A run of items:

BEGIN

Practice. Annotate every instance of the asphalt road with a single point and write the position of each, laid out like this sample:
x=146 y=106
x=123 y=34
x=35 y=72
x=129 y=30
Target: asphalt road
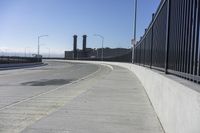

END

## BRIEF
Copy every line of the items above word for word, leaving out the pictures.

## FINAL RESULT
Practice. Annotate every instance of the asphalt road with a single point and write the position of each, laid out like this sample:
x=146 y=106
x=123 y=34
x=35 y=72
x=129 y=30
Target: asphalt road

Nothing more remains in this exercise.